[BEGIN Stored records]

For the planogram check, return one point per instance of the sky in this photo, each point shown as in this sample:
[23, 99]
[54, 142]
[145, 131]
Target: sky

[END Stored records]

=== What you will do ===
Gather every line of the data above that contains the word "instance", and copy each of those lines in full.

=== Output for this task ===
For the planogram check, return one point per instance of the sky in this photo, each point shown as in this sample:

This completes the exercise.